Participants

Thirty-eight healthy young adults participated in our study. Due to the failure of the eye-tracker calibration, four participants were excluded; thus, we used the data of 34 participants (M _age = 22.06 years, SD = 3.61 years, 29 females). Further, 10 participants were excluded from the analyses due to the outlier filtering for eye-tracking data quality (see Supplementary Materials Methods). Thus, our sample consisted of 24 participants (M _age = 22.79 years, SD _age = 4.02 years, M _education = 14.83 years, SD _education = 1.24 years, 20 females). Every participant provided informed consent to the procedure as approved by the research ethics committee of Eötvös Loránd University, Budapest, Hungary, and received course credits for their participation. The authors assert that all procedures contributing to this work comply with the ethical standards of the relevant national and institutional committees on human experimentation and with the Helsinki Declaration of 1975, as revised in 2008.

Task and procedure

We modified the ASRT task (Howard & Howard, Reference Howard and Howard1997) to measure statistical learning. Participants saw four empty circles—one in each corner of a 1,920 × 1,080 resolution screen, arranged in a square shape. One of them turned blue sequentially, indicating the activation of the stimulus. Participants were instructed to look at the active stimulus as fast as possible. After they fixated on it, the next stimulus appeared with a response–stimulus interval (RSI) of 500 ms. The stimulus presentation is described in the Supplementary Materials Methods.

Unbeknownst to the participants, the stimuli followed a predefined, alternating sequence. In this sequence, each first element belonged to a predetermined pattern (i.e., they always appeared in the same location), and each second appeared randomly in any of the four placeholders (e.g., 2-r-4-r-1-r-3-r, where numbers indicate one of the four circles on the screen, and “r” letters indicate a randomly selected circle out of the four). Because of this alternating structure, there were some chunks of three consecutive elements (triplets) that occurred with a higher probability. In the example provided above, 2-x-4, 4-x-1, 1-x-3, and 3-x-2 are high-probability triplets, because their last element can be both a pattern (when the “x” marks a random element) and a random element, occurring occasionally (where the “x” marks a pattern element). In contrast, the rest of the triplets occurred with lower probability: in the above example, for example, 2x1 or 4x3 were low-probability triplets, since they cannot be formed by the pattern. Due to this structure, high-probability triplets occurred with 62.5%, while low-probability triplets with 37.5% probability (for more details on the ASRT sequence structure, see Supplementary Materials Methods). Thus, the last elements of the high-probability triplets are more predictable than those of the low-probability triplets. Statistical learning is the performance difference on the last elements of high- and low-probability triplets: participants had learned the underlying statistical structure if they were faster and show more learning-dependent anticipations on the last elements of high-probability triplets than those of low-probability ones (see Figure 1).

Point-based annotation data
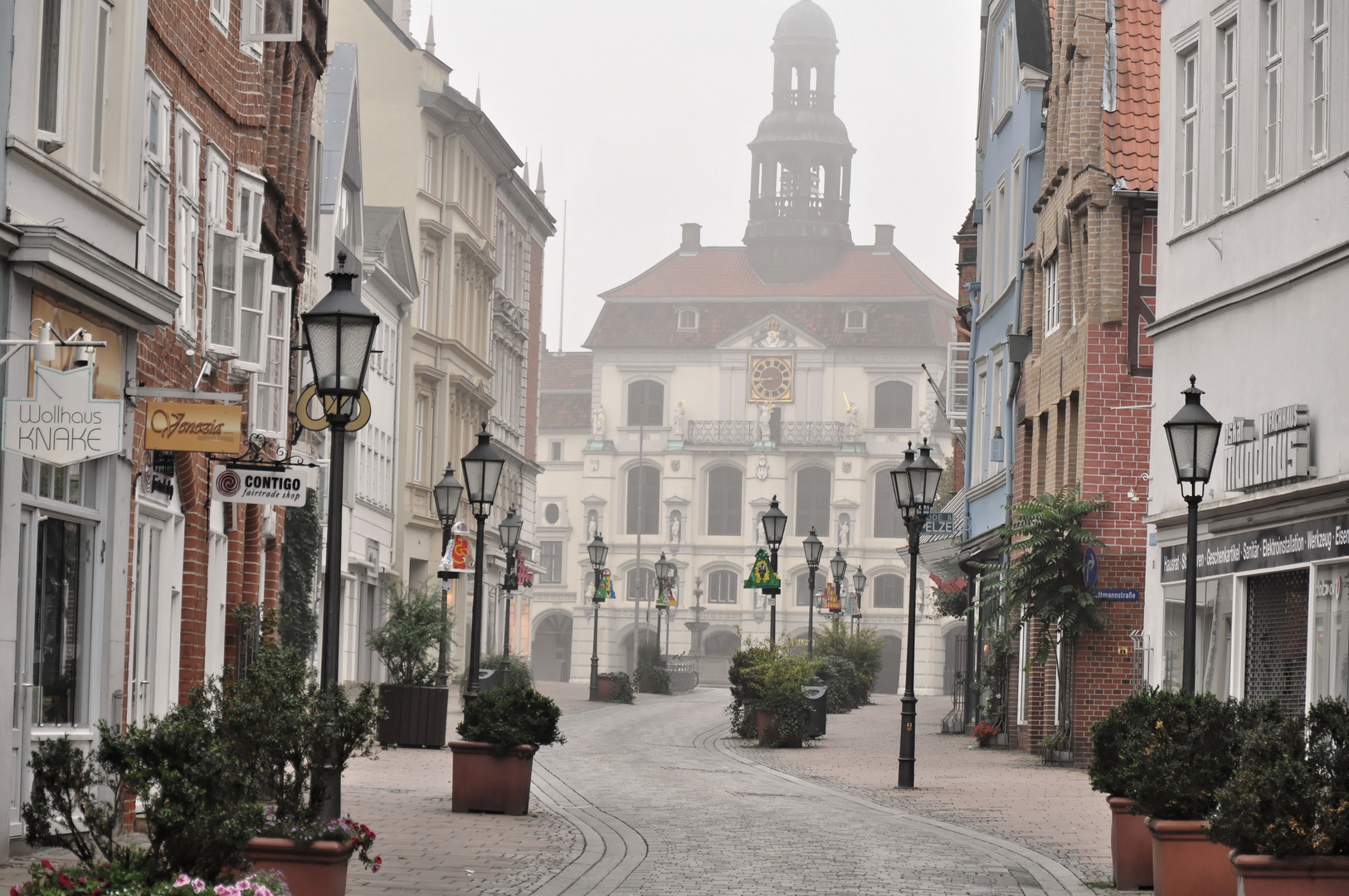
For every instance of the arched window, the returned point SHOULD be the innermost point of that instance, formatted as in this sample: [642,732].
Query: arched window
[644,501]
[722,587]
[894,405]
[812,501]
[723,501]
[888,521]
[645,404]
[888,592]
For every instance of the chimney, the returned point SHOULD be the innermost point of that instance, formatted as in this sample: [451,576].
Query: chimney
[692,239]
[884,238]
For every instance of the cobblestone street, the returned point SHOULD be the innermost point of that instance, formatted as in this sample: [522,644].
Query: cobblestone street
[652,799]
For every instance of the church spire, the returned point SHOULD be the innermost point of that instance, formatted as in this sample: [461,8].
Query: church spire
[801,159]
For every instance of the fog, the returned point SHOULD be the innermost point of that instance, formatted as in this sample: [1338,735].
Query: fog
[641,112]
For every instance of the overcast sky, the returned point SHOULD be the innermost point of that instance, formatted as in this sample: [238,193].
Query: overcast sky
[642,111]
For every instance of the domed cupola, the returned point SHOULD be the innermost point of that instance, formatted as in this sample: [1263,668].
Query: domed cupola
[801,161]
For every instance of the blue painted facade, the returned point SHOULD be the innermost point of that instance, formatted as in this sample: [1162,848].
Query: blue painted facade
[1011,150]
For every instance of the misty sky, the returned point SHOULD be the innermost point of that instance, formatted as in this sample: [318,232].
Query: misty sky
[642,111]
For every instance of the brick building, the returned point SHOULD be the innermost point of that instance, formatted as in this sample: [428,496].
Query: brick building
[1082,409]
[224,187]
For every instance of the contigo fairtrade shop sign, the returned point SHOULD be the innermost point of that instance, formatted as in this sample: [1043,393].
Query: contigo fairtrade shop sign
[204,428]
[62,422]
[1312,542]
[285,486]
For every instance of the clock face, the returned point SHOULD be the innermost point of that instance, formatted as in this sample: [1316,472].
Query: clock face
[771,378]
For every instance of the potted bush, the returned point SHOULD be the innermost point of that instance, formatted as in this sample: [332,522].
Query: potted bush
[616,687]
[494,764]
[1171,766]
[1286,809]
[1131,842]
[416,710]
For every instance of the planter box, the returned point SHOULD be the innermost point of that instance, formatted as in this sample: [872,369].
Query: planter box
[1186,863]
[319,869]
[490,782]
[413,715]
[1131,846]
[1291,876]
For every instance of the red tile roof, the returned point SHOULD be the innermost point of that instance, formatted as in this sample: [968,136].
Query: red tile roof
[726,273]
[1132,129]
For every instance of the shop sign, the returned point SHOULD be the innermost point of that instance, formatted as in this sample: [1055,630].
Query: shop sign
[202,428]
[285,486]
[1310,542]
[62,422]
[1267,451]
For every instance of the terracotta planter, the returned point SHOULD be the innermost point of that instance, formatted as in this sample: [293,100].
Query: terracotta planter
[319,869]
[1186,863]
[1291,876]
[768,730]
[413,715]
[1131,846]
[490,782]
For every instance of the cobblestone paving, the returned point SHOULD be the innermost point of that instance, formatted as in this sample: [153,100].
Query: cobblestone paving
[681,810]
[1001,792]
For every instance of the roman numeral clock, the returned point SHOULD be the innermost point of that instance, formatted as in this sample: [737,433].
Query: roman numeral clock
[771,378]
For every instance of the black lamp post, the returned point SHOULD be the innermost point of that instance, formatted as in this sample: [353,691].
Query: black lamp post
[482,474]
[1193,435]
[338,334]
[915,491]
[510,540]
[447,493]
[858,587]
[664,581]
[598,553]
[775,527]
[814,551]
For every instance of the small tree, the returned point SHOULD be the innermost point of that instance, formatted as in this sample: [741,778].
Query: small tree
[1042,579]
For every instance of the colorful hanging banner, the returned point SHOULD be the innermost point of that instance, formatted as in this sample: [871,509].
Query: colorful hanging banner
[761,574]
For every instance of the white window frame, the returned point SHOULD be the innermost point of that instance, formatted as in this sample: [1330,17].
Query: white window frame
[1318,81]
[1230,72]
[271,382]
[215,293]
[1189,133]
[1053,305]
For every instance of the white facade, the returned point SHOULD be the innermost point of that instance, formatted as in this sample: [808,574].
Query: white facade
[1252,274]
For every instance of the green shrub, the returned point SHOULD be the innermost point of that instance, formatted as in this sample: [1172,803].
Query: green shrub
[624,693]
[1290,791]
[407,643]
[512,717]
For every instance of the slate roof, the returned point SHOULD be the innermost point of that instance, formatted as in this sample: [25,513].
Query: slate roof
[1132,129]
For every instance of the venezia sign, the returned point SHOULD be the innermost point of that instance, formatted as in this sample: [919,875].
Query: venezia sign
[202,428]
[62,422]
[285,486]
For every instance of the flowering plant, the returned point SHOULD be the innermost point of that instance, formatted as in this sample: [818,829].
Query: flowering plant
[342,830]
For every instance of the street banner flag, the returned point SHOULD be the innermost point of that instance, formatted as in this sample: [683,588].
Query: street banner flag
[761,574]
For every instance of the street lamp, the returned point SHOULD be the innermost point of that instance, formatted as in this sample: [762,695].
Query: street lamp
[447,493]
[1193,435]
[482,474]
[509,531]
[915,491]
[814,551]
[775,527]
[598,553]
[858,587]
[338,334]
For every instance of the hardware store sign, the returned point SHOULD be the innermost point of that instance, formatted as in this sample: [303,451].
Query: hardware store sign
[1310,542]
[62,422]
[285,486]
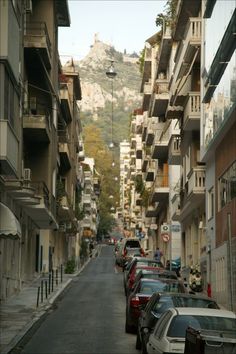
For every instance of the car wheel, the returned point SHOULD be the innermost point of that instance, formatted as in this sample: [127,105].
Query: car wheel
[128,328]
[138,342]
[144,349]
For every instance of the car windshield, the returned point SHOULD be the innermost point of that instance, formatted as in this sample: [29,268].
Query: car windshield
[180,323]
[151,287]
[194,302]
[132,244]
[167,301]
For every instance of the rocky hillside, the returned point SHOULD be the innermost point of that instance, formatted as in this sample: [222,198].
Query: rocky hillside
[96,89]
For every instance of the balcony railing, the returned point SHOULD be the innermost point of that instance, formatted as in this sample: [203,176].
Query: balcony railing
[9,149]
[175,207]
[192,112]
[196,180]
[36,36]
[187,48]
[37,127]
[174,150]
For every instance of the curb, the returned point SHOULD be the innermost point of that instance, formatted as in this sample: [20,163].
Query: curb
[40,312]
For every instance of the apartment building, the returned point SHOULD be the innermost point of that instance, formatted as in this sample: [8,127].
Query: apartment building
[218,146]
[188,136]
[89,201]
[124,181]
[39,143]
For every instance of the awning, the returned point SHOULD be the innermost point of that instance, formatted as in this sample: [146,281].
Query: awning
[9,224]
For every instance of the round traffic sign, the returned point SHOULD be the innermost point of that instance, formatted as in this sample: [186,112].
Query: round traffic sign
[165,237]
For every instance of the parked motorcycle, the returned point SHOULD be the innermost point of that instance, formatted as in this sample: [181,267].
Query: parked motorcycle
[195,281]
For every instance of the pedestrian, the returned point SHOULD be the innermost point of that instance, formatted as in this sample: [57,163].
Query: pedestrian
[158,254]
[209,290]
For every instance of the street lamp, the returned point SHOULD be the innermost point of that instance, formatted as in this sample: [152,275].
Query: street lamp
[111,74]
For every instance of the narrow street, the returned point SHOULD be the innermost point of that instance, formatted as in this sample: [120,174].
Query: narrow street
[89,317]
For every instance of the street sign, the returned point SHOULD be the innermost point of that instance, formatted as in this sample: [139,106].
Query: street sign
[165,229]
[165,237]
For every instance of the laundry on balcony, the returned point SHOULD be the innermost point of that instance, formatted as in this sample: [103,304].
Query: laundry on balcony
[9,224]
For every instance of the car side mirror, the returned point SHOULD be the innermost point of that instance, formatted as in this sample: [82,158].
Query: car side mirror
[146,330]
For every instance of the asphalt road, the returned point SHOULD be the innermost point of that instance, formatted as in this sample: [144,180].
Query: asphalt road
[89,317]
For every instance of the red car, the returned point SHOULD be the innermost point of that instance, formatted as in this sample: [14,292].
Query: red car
[135,272]
[139,261]
[141,294]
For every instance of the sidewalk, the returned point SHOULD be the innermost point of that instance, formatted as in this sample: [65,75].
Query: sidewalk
[20,312]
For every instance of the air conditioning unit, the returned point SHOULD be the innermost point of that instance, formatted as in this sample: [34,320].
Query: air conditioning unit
[33,105]
[165,229]
[62,227]
[27,174]
[28,6]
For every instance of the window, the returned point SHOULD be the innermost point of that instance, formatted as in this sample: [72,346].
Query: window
[162,324]
[11,100]
[227,186]
[210,202]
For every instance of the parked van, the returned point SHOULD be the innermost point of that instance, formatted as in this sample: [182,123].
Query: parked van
[128,248]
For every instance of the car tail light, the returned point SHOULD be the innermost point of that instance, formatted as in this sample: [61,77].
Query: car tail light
[142,252]
[134,302]
[144,299]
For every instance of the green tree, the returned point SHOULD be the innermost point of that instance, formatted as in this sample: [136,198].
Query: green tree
[109,197]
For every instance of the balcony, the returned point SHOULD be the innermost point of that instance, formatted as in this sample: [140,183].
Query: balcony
[65,211]
[87,199]
[194,192]
[65,103]
[175,207]
[9,149]
[160,145]
[147,87]
[139,150]
[151,128]
[184,10]
[64,150]
[192,112]
[36,128]
[174,112]
[151,211]
[189,49]
[23,194]
[160,189]
[174,150]
[43,213]
[147,65]
[144,163]
[164,51]
[161,97]
[36,38]
[196,183]
[151,170]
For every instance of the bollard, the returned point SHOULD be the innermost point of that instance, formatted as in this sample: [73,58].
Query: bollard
[52,279]
[41,290]
[49,283]
[38,296]
[46,289]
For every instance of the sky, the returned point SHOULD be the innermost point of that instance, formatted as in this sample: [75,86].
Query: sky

**THINGS TO DO:**
**a)** Answer these about the study methods text:
(i) How many participants made up the final sample?
(ii) What response–stimulus interval was used?
(iii) With what probability did high-probability triplets occur?
**b)** Reproduce from the study methods text the stretch from "We modified the" through "Supplementary Materials Methods.".
These rows were drawn from a different source than the text.

**EXERCISE RESPONSES:**
**a)**
(i) 24
(ii) 500 ms
(iii) 62.5%

**b)**
We modified the ASRT task (Howard & Howard, Reference Howard and Howard1997) to measure statistical learning. Participants saw four empty circles—one in each corner of a 1,920 × 1,080 resolution screen, arranged in a square shape. One of them turned blue sequentially, indicating the activation of the stimulus. Participants were instructed to look at the active stimulus as fast as possible. After they fixated on it, the next stimulus appeared with a response–stimulus interval (RSI) of 500 ms. The stimulus presentation is described in the Supplementary Materials Methods.